Starting with the first line of the data that follows, transcribe every line verbatim until the line containing "outline <item>bird</item>, every instance" has been transcribed.
─── Records for this task
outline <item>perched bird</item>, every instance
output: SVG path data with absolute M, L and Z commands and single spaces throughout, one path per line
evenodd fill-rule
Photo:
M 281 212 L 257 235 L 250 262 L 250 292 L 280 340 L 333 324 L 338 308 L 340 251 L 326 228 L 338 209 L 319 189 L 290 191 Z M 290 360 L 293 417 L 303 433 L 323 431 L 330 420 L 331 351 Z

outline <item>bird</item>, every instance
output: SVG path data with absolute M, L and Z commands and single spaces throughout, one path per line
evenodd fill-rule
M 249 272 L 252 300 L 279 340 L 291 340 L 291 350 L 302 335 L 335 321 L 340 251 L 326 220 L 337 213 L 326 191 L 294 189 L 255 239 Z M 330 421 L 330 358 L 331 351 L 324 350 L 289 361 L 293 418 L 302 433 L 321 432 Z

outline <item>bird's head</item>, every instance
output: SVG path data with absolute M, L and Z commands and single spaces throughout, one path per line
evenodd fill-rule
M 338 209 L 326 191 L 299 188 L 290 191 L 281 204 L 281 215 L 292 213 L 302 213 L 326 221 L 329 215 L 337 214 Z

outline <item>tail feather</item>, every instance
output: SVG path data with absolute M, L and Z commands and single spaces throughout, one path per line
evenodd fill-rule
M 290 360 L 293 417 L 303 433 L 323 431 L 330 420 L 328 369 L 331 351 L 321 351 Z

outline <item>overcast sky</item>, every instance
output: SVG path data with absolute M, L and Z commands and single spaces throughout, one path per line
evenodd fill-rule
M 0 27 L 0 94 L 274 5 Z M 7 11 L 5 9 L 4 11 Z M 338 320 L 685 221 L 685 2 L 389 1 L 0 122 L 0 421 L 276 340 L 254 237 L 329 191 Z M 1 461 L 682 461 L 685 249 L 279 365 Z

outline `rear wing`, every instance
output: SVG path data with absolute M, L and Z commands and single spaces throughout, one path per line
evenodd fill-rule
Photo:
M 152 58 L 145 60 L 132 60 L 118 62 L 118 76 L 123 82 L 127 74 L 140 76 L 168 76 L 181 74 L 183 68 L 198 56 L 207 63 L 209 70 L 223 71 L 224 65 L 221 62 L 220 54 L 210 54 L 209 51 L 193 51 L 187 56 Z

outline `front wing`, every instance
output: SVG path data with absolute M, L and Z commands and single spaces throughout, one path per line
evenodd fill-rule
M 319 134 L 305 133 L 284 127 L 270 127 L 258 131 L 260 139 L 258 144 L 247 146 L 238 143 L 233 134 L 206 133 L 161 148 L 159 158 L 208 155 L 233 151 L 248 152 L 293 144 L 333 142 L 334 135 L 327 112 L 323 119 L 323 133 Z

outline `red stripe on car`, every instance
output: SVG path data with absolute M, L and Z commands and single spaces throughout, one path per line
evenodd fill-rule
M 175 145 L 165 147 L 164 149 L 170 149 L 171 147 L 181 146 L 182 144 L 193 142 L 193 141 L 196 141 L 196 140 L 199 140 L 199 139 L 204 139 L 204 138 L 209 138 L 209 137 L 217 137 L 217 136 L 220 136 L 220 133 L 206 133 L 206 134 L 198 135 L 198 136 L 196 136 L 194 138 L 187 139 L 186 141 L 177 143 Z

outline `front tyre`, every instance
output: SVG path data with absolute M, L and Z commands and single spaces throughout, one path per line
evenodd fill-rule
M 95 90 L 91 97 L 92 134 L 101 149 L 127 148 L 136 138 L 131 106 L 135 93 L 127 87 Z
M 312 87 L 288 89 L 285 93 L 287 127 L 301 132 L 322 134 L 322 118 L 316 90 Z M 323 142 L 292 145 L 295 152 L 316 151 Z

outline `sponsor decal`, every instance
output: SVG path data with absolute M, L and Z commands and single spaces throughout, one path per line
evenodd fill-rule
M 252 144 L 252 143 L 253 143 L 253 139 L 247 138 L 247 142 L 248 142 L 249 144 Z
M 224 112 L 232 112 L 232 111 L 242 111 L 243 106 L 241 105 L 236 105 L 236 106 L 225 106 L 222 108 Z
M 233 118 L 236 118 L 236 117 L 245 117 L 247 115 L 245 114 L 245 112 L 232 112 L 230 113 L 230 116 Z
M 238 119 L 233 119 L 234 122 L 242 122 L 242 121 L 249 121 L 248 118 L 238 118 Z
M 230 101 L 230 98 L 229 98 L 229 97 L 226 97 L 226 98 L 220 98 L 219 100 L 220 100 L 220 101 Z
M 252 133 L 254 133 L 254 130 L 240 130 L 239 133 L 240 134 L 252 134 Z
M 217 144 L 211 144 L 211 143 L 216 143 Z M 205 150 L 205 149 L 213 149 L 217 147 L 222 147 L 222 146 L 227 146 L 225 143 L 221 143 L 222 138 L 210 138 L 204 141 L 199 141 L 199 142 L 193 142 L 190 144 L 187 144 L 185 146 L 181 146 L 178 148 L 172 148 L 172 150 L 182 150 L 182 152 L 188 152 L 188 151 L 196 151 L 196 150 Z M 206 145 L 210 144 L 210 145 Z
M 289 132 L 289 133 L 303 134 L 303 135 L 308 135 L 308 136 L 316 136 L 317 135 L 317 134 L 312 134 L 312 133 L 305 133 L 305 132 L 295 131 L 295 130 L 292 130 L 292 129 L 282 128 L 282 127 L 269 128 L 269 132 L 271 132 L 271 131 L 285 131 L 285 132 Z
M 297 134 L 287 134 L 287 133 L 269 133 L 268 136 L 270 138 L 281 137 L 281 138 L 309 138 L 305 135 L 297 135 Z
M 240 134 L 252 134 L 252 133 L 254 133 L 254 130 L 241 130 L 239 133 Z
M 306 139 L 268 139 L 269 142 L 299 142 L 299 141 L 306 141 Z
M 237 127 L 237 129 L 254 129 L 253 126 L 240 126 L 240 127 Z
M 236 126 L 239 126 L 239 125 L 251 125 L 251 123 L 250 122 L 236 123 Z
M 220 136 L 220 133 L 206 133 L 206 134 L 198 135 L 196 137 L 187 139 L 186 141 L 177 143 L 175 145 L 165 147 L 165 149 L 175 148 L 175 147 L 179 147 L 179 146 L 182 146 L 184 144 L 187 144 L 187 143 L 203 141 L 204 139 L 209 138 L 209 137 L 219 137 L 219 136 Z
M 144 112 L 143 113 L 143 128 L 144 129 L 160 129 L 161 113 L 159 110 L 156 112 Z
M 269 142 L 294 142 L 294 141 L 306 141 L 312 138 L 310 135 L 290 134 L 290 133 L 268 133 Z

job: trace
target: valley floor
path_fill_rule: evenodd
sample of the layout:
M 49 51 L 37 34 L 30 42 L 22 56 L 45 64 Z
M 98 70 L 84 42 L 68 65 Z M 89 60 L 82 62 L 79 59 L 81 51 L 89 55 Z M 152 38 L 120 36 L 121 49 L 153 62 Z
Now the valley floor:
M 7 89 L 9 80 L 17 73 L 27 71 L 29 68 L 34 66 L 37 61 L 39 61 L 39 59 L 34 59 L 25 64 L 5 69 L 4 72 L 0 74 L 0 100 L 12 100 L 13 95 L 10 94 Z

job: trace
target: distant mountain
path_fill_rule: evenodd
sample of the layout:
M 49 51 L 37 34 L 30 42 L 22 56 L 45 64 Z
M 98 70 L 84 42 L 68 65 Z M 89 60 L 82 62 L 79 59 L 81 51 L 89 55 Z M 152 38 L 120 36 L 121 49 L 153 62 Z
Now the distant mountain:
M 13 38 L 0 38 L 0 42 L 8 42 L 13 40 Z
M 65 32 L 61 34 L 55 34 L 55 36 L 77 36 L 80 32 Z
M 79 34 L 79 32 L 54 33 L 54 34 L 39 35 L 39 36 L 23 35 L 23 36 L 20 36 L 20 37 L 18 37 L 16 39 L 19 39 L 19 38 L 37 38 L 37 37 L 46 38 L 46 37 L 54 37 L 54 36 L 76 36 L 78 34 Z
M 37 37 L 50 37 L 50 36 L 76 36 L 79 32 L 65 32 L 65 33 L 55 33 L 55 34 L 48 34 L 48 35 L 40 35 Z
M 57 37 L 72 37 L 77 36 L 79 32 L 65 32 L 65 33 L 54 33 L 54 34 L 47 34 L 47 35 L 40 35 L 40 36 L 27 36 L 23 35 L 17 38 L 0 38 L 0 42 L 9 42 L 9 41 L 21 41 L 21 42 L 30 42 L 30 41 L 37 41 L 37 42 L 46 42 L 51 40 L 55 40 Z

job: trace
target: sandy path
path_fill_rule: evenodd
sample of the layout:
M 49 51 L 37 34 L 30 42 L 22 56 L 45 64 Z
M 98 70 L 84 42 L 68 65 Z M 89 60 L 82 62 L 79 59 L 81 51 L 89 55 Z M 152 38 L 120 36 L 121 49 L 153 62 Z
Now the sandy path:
──────
_Task result_
outline <item>perched bird</item>, every instance
output: SVG path data with absolute M, L and Z commands and single spaces throughout, one path per line
evenodd fill-rule
Photo:
M 281 212 L 257 235 L 250 262 L 250 292 L 280 340 L 333 324 L 338 308 L 340 251 L 326 228 L 338 209 L 319 189 L 290 191 Z M 290 360 L 293 417 L 303 433 L 323 431 L 330 420 L 331 351 Z

outline <item>bird</item>, every instance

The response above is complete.